[Recorded data]
▼

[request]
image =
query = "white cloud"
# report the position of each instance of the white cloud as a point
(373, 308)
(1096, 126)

▲
▼

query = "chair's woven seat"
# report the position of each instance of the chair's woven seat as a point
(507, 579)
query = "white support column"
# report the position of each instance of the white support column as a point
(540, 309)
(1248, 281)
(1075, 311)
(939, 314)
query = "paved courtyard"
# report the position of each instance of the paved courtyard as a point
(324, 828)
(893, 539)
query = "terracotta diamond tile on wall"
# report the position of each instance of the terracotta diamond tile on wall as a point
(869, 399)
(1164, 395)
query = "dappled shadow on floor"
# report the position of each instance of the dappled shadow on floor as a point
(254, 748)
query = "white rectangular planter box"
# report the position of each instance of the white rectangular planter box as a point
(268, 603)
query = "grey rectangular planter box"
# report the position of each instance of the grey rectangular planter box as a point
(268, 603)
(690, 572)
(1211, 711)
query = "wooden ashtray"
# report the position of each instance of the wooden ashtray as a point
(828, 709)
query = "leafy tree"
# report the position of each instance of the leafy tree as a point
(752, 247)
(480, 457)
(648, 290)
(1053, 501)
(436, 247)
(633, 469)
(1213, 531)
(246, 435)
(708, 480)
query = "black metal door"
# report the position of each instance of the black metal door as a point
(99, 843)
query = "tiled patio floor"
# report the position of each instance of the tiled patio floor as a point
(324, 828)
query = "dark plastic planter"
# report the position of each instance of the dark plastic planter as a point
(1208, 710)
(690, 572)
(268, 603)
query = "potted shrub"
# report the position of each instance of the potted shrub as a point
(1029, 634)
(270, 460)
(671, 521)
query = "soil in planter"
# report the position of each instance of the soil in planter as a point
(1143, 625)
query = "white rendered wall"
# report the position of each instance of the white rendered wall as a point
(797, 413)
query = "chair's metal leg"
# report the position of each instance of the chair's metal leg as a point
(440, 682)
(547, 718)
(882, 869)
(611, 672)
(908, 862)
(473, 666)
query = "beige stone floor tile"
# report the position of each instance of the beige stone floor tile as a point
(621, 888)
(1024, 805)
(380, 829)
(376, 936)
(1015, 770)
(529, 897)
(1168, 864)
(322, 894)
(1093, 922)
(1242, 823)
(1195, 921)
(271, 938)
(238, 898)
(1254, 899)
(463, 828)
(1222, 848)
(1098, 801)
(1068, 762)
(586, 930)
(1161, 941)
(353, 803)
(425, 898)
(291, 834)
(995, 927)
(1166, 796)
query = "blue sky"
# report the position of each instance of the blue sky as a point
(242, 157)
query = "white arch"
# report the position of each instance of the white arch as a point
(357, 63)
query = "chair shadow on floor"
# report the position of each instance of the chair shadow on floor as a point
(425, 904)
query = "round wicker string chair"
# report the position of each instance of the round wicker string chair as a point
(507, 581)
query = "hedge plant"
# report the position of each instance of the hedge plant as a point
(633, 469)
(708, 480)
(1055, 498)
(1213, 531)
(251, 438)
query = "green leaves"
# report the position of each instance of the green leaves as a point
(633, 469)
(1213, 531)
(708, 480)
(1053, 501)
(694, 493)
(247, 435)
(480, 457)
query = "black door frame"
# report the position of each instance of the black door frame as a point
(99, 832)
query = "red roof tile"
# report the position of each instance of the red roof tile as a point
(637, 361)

▲

• [Goal]
Identify every line of the records above that contains the string "soil", and copy each such line. Case counts.

• [Solution for this problem]
query = "soil in planter"
# report the position of each instance of the soil in planter as a point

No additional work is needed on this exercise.